__Material for this exercise__.

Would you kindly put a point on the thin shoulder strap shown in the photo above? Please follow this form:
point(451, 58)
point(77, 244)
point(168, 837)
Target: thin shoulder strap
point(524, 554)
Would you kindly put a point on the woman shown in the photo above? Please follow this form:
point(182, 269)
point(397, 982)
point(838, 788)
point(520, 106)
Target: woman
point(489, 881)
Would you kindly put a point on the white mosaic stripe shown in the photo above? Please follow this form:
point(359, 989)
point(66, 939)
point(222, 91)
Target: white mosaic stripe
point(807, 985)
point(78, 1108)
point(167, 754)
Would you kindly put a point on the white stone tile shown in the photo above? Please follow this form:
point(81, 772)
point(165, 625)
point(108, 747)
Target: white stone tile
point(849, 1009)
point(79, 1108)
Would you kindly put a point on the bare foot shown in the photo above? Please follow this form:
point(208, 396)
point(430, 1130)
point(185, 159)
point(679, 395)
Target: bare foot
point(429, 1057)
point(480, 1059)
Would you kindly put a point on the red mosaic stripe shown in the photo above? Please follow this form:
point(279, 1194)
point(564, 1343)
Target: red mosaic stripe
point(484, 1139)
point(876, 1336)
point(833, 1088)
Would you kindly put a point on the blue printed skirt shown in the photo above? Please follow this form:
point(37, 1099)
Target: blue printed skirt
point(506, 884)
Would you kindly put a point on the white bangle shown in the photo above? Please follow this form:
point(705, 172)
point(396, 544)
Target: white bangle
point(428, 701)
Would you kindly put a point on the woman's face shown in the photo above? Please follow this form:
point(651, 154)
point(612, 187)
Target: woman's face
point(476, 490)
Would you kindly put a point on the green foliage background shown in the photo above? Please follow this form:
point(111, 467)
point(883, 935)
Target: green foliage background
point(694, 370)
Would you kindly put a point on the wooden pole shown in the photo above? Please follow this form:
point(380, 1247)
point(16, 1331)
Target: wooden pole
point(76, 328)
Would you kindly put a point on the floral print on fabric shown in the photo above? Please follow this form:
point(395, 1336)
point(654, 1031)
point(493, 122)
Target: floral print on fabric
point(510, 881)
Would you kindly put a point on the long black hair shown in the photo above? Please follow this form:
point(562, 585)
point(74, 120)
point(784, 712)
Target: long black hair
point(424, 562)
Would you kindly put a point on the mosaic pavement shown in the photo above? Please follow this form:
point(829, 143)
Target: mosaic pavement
--
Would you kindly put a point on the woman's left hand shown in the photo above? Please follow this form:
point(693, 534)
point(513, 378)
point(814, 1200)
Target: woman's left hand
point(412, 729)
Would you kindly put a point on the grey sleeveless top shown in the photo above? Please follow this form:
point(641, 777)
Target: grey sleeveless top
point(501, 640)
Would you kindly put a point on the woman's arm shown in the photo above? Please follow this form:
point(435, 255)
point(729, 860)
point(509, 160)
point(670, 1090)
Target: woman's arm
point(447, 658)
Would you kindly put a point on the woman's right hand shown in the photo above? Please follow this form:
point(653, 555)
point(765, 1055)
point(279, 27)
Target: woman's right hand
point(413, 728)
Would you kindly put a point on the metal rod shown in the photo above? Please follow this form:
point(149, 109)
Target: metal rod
---
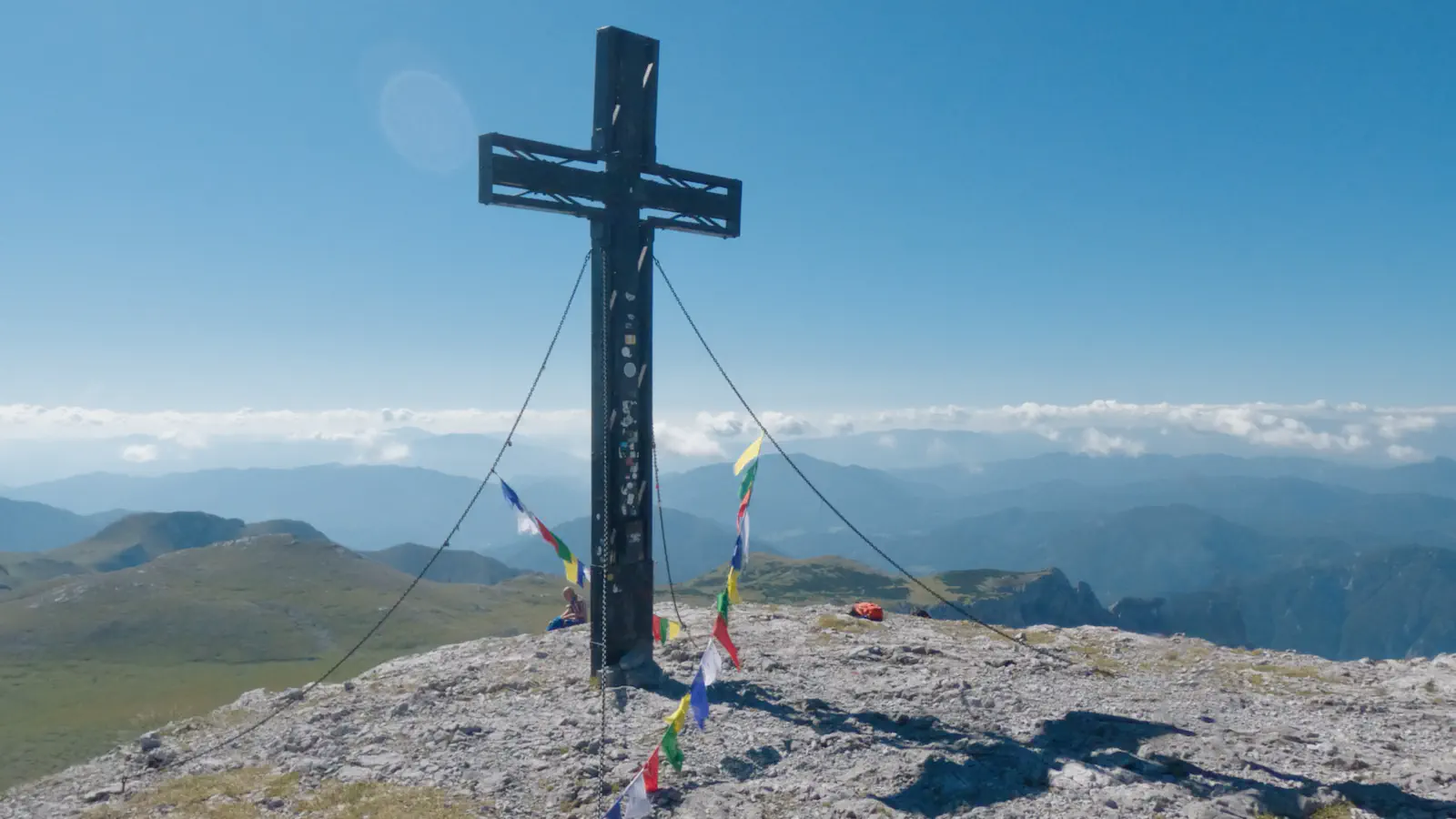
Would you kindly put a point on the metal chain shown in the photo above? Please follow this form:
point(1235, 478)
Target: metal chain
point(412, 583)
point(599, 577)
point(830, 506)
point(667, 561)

__Set task__. Turn the data from the line with "Would you kindly put a point on the mosaic" to the line with "Target: mosaic pavement" into a numbered list, leaving out any blank lines.

__Exercise answer__.
1. Would you kindly put a point on the mosaic pavement shown in the photo above? Please follow this form:
2. point(829, 143)
3. Target: mosaic pavement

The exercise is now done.